▶ [PROBLEMS AND TASKS]:
A) Transcribe the passage of the Al-Haram article starting with "1. Government of" and going on through "Tyre is 1265.".
B) In what year was the elementary school for boys in the village founded, according to the Al-Haram article?
C) Supply the next part of the Al-Haram article, continuing from where it stops.

▶ [READING TEXT]:
##########

Al-Haram, Jaffa

Al-Haram
Sidna Ali Mosque in Al-Haram
Subdistrict Jaffa
Palestine grid 131/177
Population 520[1][2] (1945)
Area 2,681[2] dunams
Date of depopulation 3 February 1948[3]
Cause(s) of depopulation Fear of being caught up in the fighting

Al-Haram (El Haram ʿAly Ibn ʿAleim, also Sayyiduna Ali or Sidna Ali "sanctuary of ʿAli [Ibn ʿAleim]"[4]), was a Palestinian Arab village in the Jaffa Subdistrict,[5] in Mandatory Palestine. It was located 16 km north of Jaffa, adjacent to the ruins of the medieval fortress of Arsuf, and its extent was estimated to range between 9,653 and 11,698 dunams of which 5,150 were accounted for in the cadastral registrations.[5] It was depopulated during the 1948 war.

History

Medieval

The medieval fortress of Arsuf was captured from the kingdom of Jerusalem by Baibars in 1265, after 40 days of siege. Its inhabitants were killed or sold as slaves and the town completely razed.[6] The site was completely abandoned for about a century, according to the geographer Abulfeda (writing in c. 1330), the site contained no inhabitants ("Tabula Syriæ", 82). It appears that a minor village was re-established in the 16th century in the vicinity of the Sidna Ali Mosque, mentioned by Mujir al-Din (writing c. 1496) as having been dedicated at the site the tomb of the saint, ʿAli Ibn ʿAleim (d. 1081), where he prayed for victory prior to retaking Arsuf.[7][8]

Ottoman period

In 1596, in the Ottoman era, a third of the revenues from nearby Arsuf went to the waqf of ʿAli Ibn ʿAleim.[9] Pierre Jacotin called the village Ali Ebn harami on his map from 1799.[10] In 1880, it was described as a adobe village of moderate size on high ground, with springs to the north, and on the west a mosque. The full name was recorded as El Haram 'Aly Ibn 'Aleim.[11]

Period of the British mandate

In the 1922 census of Palestine conducted by the British Mandate authorities, Al-Haran had a population of 172, all Muslims[12] increasing the 1931 census to 313, still all Muslims, in a total of 83 houses.[13]

El-Haram from 1932 map, scale 1:20,000

During the 1920s, the Palestine Land Development Company (PLDC) bought part of the village land on behalf of the American Zion Commonwealth from the Omri family of Beirut, to found the settlement of Herzliya.[14][15] Later purchases of village land by the PLDC, Jewish National Fund, Keren Hayesod and private Jewish buyers was used to establish Kfar Shmaryahu and Rishpon.[16][17] At the time, during the Palestinian revolt against the British mandate 2 al-Haram villagers were brought before the rebel leader Aref Abd al-Razeq, and condemned for having sold land there to the Jews, as the documented proved.[18] According to some testimonies,[19] the relationship between the villagers of Al-Haram and the Jews of Herzliya and Rishpon was friendly. The early settlers of Herzliya mention Arab peddlers in the streets of the town. Some of the villagers were employed in construction. Former Arab residents of al-Haram testified that before the war, representatives of the Jewish towns assured them they were safe.[20]

In the 1945 statistics the village had a population of 880, with 360 Jewish inhabitants. al-Haram had an elementary school for boys founded in 1921, and in 1945 it had an enrollment of 68 students. The village also contained a mosque and a shrine for al-Hasan ibn 'Ali (d. A.D. 1081), who was a descendant of the second Muslim Caliph 'Umar ibn al-Khattab.[17]

According to Morris, the villagers were evacuated on 3 February 1948 out of fear of Jewish attack, after Haganah or Irgun attacks on nearby villages.[21]

Today

The only trace of the former village is the Sidna Ali shrine and the cemetery which surrounds it. The cemetery has been developed as a parking lot for Israeli tourists.[5]

References

  1. Government of Palestine, Department of Statistics, 1945, p. 27
  2. 1 2 Government of Palestine, Department of Statistics. Village Statistics, April, 1945. Quoted in Hadawi, 1970, p. 52
  3. Morris, 2004, p. xviii, village #195
  4. Palmer, 1881, p. 174
  5. 1 2 3 Essaid, 2014, pp. 175-213
  6. Gestes des Chiprois, Part III, p.117, ed. Gaston Raynaud, Genève, 1887: The year given by the chronicler known as the Templar of Tyre is 1265.

##########

▶ [DATASET ROWS]:
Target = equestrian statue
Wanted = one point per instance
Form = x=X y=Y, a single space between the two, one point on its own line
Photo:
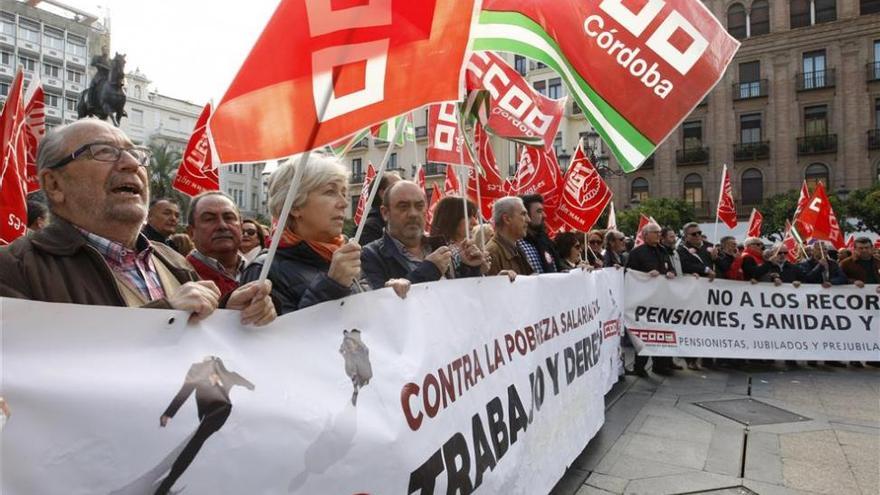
x=105 y=96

##########

▶ [SOLVED PROBLEMS]:
A)
1. Government of Palestine, Department of Statistics, 1945, p. 27
  2. 1 2 Government of Palestine, Department of Statistics. Village Statistics, April, 1945. Quoted in Hadawi, 1970, p. 52
  3. Morris, 2004, p. xviii, village #195
  4. Palmer, 1881, p. 174
  5. 1 2 3 Essaid, 2014, pp. 175-213
  6. Gestes des Chiprois, Part III, p.117, ed. Gaston Raynaud, Genève, 1887: The year given by the chronicler known as the Templar of Tyre is 1265.

B) 1921

C)
  7. Taragan, Hana (2004): The Tomb of Sayyidna Ali in Arsuf: the Story of a Holy Place In JRAS (Journal of the Royal Asiatic Society), Series 4, 14, 2 (2004), pp. 83–102.
  8. Essaid, 2014, p. 175 writes: 'The village of Al-Haram was also known as Sayyiduna 'Ali (generally spelt as Sida 'Ali), meaning 'our lord 'Ali,' because it was built round the shrine of a descendant of 'Umar ibn al-Khatab named al-Hasan ibn 'Ali, who died in ad 1081. However another source claims that the name came from the fighter Abi Hasan 'Ali ibn 'Ulail, who was from the clan of 'Umar ibn al-Khatab, since Abi Hasan 'Abi ibn 'Ulail was known generally by the name of 'Ali ibn 'Alim.'
  9. Hütteroth and Abdulfattah, 1977, p. 140
  10. Karmon, 1960, p. 170
  11. Conder and Kitchener, 1882, SWP II, p. 134.
  12. Barron, 1923, Table VII, Sub-district of Jaffa, p. 20
  13. Mills, 1932, p. 13.
  14. Avneri, 1982, pp. 70, 176
  15. Glass, 2002, p. 207
  16. Essaid, 2014, p. 180
  17. 1 2 Khalidi, 1992, pp. 240-241
  18. Hillel Cohen, Army of Shadows: Palestinian Collaboration with Zionism, 1917–1948, University of California Press, 2008
  19. Herzliya, "Mother of the Kibbutzim and the Communal Groups", by Dan Yahav. Yaron Golan Publishers.
  20. http://www.nakbainhebrew.org/index.php?id=300 Archived November 10, 2007, at the Wayback Machine.
  21. Morris, 2004, p. 129, note 514.

Bibliography

  • Avneri, Arieh L. (1982). The Claim of Dispossession: Jewish Land-settlement and the Arabs, 1878-1948. Transaction Publishers. ISBN 0-87855-964-7.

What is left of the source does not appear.